* [Records contained in a dataset]
╔══
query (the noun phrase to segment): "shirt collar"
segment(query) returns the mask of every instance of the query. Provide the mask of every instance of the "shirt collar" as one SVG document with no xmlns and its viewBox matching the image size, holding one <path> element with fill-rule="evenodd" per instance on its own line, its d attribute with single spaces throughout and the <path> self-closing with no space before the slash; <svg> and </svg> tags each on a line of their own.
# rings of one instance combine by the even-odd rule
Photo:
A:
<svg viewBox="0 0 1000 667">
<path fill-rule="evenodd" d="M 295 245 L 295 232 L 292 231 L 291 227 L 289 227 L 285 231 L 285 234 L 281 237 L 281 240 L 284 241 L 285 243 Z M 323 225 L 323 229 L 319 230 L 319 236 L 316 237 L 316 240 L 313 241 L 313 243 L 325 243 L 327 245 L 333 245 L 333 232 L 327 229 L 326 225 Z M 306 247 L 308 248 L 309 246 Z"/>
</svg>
╚══
* [Task requirements] All lines in the records above with "segment" need to be found and copied.

* [Response to this task]
query (the noun phrase to segment): "shirt collar"
segment(query) returns the mask of every instance of the query. Provide the mask of every instance of the "shirt collar" as one SVG document with no xmlns and its viewBox matching the image size, holding one <path> element with fill-rule="evenodd" per instance on its own line, its d attribute with single spaces throughout and the <path> self-closing with no space before the slash; <svg> and </svg> tags each on a line of their own.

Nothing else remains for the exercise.